→ Written problem a
According to the article on Serbia's EU bid, whose arrest is the Netherlands' main concern?

→ Supplied text
--------------------------------

BELGRADE – With disputes over Kosovo and Serbia’s inability to capture a top war crimes suspect having interfered in the country’s EU aspirations, Foreign Minister Vuk Jeremic said Belgrade would "do the maximum" to move the bid forward.

"We will do the maximum… to achieve application for membership, candidate status and then to begin negotiations during the Spanish presidency of the EU," early next year, B92 television quoted Jeremic as saying Sunday.

Belgrade plans to apply for candidacy before June, during the Czech presidency of the EU, and hopes to obtain candidate status by the end of 2009, Jeremic said.

"Full consensus within the European Union has not been reached so far and I will hold discussions in Brussels to find out if there is a way to achieve it," Jeremic said.

He was expected on Monday to meet officials from the European Commission, as well as from current EU president the Czech Republic and its successor Sweden. The EU presidency rotates every six months among member states.

Jeremic said he would also meet his Dutch counterpart Maxime Verhagen on the sidelines of the meeting in Brussels.

The Netherlands has been particularly opposed to Belgrade’s further EU integration, including implementation of a key rapprochement agreement signed between the EU and Serbia last April. Its concerns centre on the failure to arrest Bosnian Serb wartime military chief Ratko Mladic.

Mladic, 66, is wanted by the UN war crimes tribunal in The Hague for genocide and war crimes during Bosnia’s 1992-1995 conflict during which he led Bosnian Serb army.

He is believed to be in hiding in Serbia, and Serbian authorities claim to be doing their best to capture the general.

"We have some new ideas," Jeremic said. "They are not a plot against the Netherlands, but an attempt to find a way out from the current situation."

Kosovo’s ethnic Albanian majority unilaterally proclamed independence from Serbia last February.

The move, vehemently opposed by Belgrade but backed by most EU members, put a serious dent in relations between Serbia and the 27-nation bloc.

Despite the ill will over Kosovo, a pro-European coalition led by President Boris Tadic won early elections in May promising to speed up Serbia’s EU integration.

However, the authorities have failed to adopt a number of laws important for the country’s progress towards EU membership due to nationalist opposition.

Belgrade must carry out reforms regarding border control, the introduction of biometric passports and the fight against organised crime and illegal immigration in order to join Europe’s border-free Schengen zone, diplomats say.

Visa liberalisation for its citizens is a priority for Belgrade.

"Citizens of this country should not be required to take a few days off work to apply for a visa to visit their relatives. They should not have to demonstrate that they own their own apartment to go to the Louvre," Jeremic said recently.

A number of expert missions will visit Serbia in the coming months to assess progress, said the head of the European Commission’s delegation in Belgrade, Josep Lloveras.

--------------------------------

→ Written problem b
Show each line of the records that contains the string "Query".

--------------------------------

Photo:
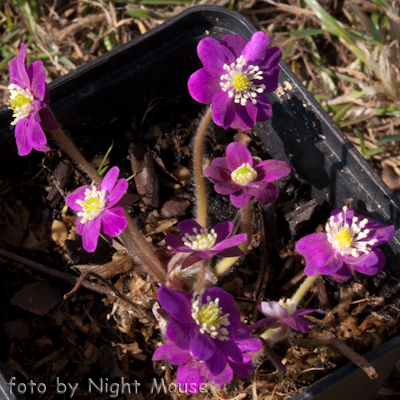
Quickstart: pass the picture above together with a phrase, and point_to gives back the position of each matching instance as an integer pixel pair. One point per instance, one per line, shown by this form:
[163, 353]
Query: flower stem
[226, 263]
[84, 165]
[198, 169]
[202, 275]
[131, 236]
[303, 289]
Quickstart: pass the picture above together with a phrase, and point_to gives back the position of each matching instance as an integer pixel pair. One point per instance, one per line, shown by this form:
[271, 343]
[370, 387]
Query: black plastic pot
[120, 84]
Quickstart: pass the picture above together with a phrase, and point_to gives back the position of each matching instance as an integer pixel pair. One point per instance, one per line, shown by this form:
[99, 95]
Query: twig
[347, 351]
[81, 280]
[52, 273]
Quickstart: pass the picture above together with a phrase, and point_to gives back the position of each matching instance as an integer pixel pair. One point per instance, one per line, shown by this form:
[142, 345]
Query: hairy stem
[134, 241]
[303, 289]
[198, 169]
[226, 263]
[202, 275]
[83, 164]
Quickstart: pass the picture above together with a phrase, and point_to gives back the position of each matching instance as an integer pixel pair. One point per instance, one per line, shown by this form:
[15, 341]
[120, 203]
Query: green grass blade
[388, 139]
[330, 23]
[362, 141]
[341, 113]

--------------------------------

→ Complete response a
Ratko Mladic, the Bosnian Serb wartime military chief.

→ Complete response b
Query: flower stem
Query: black plastic pot
Query: twig
Query: hairy stem
Query: green grass blade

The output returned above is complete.